What you should do:
Express the stretch of the listing from the line that contains "If you would be willing to indicate the fur" through the end of the listing as a two-column CSV with the columns "text" and "answer". Give one row per item, put each value in a single quoted field, and turn any line breaks into spaces.

Data lines:
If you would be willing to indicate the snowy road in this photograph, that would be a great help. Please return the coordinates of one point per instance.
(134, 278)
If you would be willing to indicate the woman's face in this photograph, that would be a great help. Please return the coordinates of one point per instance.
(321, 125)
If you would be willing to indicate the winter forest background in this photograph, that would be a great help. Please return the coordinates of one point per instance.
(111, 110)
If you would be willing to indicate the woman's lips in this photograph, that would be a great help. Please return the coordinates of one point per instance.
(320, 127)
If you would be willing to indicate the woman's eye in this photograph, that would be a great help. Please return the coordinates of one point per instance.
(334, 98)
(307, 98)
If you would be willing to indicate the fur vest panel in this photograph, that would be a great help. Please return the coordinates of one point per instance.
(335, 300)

Task result:
text,answer
"If you would be willing to indicate the fur vest panel in this photograph, that would be a great help. Please return the coordinates of one point per instance.","(335, 300)"